Rewrite the entries below, replacing "blonde" with "brown" and leaving everything else unchanged.

[START OF Given entries]

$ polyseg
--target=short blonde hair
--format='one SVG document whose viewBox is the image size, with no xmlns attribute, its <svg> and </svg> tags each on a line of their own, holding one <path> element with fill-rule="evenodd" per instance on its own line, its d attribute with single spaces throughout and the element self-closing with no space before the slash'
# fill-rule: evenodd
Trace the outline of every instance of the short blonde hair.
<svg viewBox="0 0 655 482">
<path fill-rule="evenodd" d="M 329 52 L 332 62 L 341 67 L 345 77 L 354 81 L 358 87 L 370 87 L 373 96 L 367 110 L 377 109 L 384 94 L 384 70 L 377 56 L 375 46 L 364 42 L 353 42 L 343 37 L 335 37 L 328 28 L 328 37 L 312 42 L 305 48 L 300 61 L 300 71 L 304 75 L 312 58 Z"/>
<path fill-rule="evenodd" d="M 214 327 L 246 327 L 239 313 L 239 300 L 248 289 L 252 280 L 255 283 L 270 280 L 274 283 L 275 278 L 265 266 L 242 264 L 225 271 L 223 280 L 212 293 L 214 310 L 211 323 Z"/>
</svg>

[END OF Given entries]

The response -
$ polyseg
--target=short brown hair
--format='one SVG document whose viewBox is the image size, with no xmlns attribute, its <svg> and </svg> tags each on a line of their own, holding one <path> element with fill-rule="evenodd" per instance on its own line, its d attribute with single spaces throughout and the element self-closing with no space before the slash'
# fill-rule: evenodd
Trace the outline of every instance of the short brown hair.
<svg viewBox="0 0 655 482">
<path fill-rule="evenodd" d="M 329 52 L 332 62 L 341 67 L 345 77 L 354 81 L 358 87 L 370 87 L 373 96 L 367 110 L 377 109 L 384 94 L 384 70 L 377 56 L 375 46 L 364 42 L 353 42 L 343 37 L 335 37 L 328 28 L 328 37 L 312 42 L 305 48 L 300 61 L 300 71 L 304 75 L 312 58 Z"/>
<path fill-rule="evenodd" d="M 214 327 L 246 327 L 239 313 L 239 300 L 248 289 L 252 280 L 255 283 L 270 280 L 274 283 L 275 278 L 265 266 L 242 264 L 225 271 L 223 280 L 212 293 L 214 310 L 211 323 Z"/>
</svg>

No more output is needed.